**Directions**:
1 > In the notes on the FAR app and portal student IDs, at what path do the FAR due dates live?
2 > In the notes on the FAR app and portal student IDs, rewrite the stretch from "That’s all for" through "do its work.", changing "primary key" to "main key".

───── Reading text ─────

The FAR app displays 3 different due dates to users, and these dates change every year. The past 2 years, I’ve had the fun of updating the due dates, and each time it’s taken a bit of searching around to figure out where the dates are stored. Long story short:

The due dates live at [server-root]/etc/far/due_date.txt. This file can be human-edited, but there’s also a module within FAR that allows certain users to edit these dates via the web. To get this ability, your username has to be present in the table FAR.FAR_AUTH. Then, in the FAR app under the “Report Options” dropdown, you will see an option titled “FAR Due Dates”. Select this, and you can edit the due dates from there.

Also, it seems like every year, UMBC adds more academic departments, so it’s fairly common to get requests to add these departments to FAR. FAR maintains its own lists of departments (should it really do this? Probably not. Will it ever get fixed? Probably not). To add one, just add it to the table FAR.FAR_DEPARTMENTS.

That’s all for now.

Student IDs, and making the portal work for users who don’t have them

First: The facts of life.

  1. UMBC has the concept of a “student ID number.” This number is used in SIS as the primary key for almost every table. All students have these IDs, as do faculty members who teach courses, etc.
  2. uPortal itself does not use or require this number to do its work.
  3. The legacy myUMBC portal uses this number to do its internal session management. Also, we need to know this number to look up any SIS data on behalf of the user.
  4. uPortal proxies to the legacy portal to do most of its “real work” involving SIS functionality.
  5. When a user logs into either portal, they provide only a username and password. We need to be able to take that username and map it to a student ID. To do this, we query our campus LDAP directory.
  6. Not all users have student ID attributes in LDAP, for various reasons. In particular, if the help desk manually enters someone into the directory, they sometimes leave out the ID.
  7. These users have problems accessing the portal.

Now, in the old portal, we handled these cases by prompting the user to manually enter the student ID and a 4-digit PIN (don’t go there). In uPortal, we don’t have this logic. So, it just breaks. In fact, it breaks in such a way that “bad” HTML is generated, so the channels in question don’t render at all.

───── Record extracts ─────

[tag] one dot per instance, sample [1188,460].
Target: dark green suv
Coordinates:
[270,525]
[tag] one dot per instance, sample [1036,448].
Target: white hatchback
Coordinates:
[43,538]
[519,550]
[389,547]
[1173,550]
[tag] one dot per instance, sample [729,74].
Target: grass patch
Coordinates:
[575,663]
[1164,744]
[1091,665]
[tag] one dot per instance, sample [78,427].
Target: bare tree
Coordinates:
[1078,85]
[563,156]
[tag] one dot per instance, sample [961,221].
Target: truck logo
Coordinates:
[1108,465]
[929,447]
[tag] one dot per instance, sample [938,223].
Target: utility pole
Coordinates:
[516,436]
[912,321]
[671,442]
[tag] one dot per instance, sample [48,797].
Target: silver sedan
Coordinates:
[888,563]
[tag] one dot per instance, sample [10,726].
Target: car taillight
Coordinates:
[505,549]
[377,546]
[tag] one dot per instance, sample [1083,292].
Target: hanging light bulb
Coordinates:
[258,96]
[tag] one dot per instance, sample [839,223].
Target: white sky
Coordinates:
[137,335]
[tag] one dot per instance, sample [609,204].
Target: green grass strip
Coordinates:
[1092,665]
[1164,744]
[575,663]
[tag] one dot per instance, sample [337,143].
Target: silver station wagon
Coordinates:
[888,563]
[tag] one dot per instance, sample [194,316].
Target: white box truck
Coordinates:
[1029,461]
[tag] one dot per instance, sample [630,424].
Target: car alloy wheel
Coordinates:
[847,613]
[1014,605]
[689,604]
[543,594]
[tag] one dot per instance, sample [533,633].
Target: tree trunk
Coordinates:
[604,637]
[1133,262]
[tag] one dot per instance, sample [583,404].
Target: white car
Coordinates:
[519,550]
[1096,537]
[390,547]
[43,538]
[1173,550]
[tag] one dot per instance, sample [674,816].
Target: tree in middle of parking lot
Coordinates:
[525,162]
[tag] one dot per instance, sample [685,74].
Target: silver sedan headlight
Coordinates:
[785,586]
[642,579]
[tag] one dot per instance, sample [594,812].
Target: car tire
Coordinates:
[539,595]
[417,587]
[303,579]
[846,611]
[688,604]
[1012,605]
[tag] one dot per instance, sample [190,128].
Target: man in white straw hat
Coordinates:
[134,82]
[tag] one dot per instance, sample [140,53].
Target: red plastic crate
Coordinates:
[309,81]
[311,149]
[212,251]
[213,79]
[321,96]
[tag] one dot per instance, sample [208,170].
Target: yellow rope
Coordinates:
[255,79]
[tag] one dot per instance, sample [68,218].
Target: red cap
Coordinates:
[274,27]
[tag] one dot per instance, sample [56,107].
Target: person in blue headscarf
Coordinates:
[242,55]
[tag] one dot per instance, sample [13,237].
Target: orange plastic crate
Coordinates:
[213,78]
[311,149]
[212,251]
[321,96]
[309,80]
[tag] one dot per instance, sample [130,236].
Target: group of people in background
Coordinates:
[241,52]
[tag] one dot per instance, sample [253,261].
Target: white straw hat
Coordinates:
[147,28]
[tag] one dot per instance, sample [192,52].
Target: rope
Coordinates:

─────

**Exercise solutions**:
1 > [server-root]/etc/far/due_date.txt

2 >
That’s all for now.

Student IDs, and making the portal work for users who don’t have them

First: The facts of life.

  1. UMBC has the concept of a “student ID number.” This number is used in SIS as the main key for almost every table. All students have these IDs, as do faculty members who teach courses, etc.
  2. uPortal itself does not use or require this number to do its work.